BEGIN Provided records
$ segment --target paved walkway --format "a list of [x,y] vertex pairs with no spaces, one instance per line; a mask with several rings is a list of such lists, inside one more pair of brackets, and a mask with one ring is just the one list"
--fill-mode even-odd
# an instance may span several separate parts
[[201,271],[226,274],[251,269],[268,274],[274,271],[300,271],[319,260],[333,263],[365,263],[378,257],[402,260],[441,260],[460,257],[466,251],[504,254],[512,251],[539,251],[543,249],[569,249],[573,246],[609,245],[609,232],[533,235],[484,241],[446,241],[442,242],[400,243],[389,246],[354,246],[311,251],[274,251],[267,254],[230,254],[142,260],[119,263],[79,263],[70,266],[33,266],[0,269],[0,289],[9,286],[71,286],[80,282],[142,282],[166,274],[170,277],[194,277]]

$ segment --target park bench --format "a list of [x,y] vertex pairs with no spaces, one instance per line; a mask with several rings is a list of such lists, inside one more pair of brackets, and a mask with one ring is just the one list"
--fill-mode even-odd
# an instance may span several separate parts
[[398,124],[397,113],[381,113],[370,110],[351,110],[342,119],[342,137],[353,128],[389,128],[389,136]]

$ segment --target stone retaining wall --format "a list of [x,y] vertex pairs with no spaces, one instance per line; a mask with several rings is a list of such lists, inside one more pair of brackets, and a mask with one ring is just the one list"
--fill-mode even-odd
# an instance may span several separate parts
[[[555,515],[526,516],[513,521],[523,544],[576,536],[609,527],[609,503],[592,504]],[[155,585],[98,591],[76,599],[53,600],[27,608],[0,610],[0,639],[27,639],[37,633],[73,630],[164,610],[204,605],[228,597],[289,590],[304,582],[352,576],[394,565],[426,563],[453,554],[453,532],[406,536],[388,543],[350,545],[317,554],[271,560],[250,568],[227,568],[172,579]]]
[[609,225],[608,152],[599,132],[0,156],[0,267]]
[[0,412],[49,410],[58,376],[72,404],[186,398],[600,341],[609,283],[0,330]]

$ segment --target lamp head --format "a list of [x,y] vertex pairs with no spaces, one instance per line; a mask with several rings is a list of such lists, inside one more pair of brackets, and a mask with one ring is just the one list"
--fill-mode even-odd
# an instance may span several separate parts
END Provided records
[Stated task]
Return every line of the items above unchanged and in the same order.

[Reply]
$ segment --target paved walkway --format "a list of [x,y] vertex pairs with no spaces, one instance per line; a mask with several rings is a list of such lists, inside one more pair of brackets, and a mask with one ring is just the one list"
--fill-mode even-odd
# an instance may span several separate parts
[[201,271],[226,274],[251,269],[268,274],[274,271],[300,271],[319,260],[333,263],[365,263],[378,257],[402,260],[441,260],[460,257],[466,251],[504,254],[512,251],[539,251],[543,249],[569,249],[573,246],[609,245],[609,232],[533,235],[484,241],[446,241],[442,242],[400,243],[389,246],[354,246],[311,251],[274,251],[267,254],[230,254],[142,260],[119,263],[79,263],[70,266],[33,266],[0,269],[0,289],[9,286],[71,286],[80,282],[142,282],[166,274],[170,277],[194,277]]

$ segment --target park bench --format "a list of [x,y] vertex pairs with no spaces, one instance per line; a mask with several rings is a list of such lists, inside one more pair of brackets, and a mask with one ring is just the one list"
--fill-mode even-odd
# an instance may span several separate parts
[[398,124],[397,113],[381,113],[370,110],[351,110],[342,119],[342,137],[353,128],[389,128],[389,136]]

$ segment --target stone retaining wall --format "a list of [x,y] vertex pairs with no spaces, one instance per line; a mask with several rings is a list of such lists, inside one more pair of brackets, and a mask with one ring is just the one list"
--fill-mode even-odd
# an instance may span several separate parts
[[[555,515],[526,516],[513,521],[523,544],[576,536],[609,527],[609,503],[592,504]],[[155,585],[98,591],[76,599],[53,600],[27,608],[0,610],[0,639],[27,639],[37,633],[73,630],[164,610],[204,605],[228,597],[289,590],[304,582],[352,576],[394,565],[426,563],[453,554],[453,532],[406,536],[388,543],[350,545],[317,554],[271,560],[250,568],[227,568],[172,579]]]
[[609,225],[608,152],[599,132],[0,156],[0,267]]
[[0,412],[49,410],[58,376],[72,404],[186,398],[600,341],[609,283],[0,330]]

$ segment --target lamp head --format "a list of [x,y] vertex pairs with no spaces, one instance per line; a mask with several rings is a list of such lists, inside one more pair of brackets, and a mask with one ring is just the one list"
--fill-mode even-odd
# an instance may span several separate parts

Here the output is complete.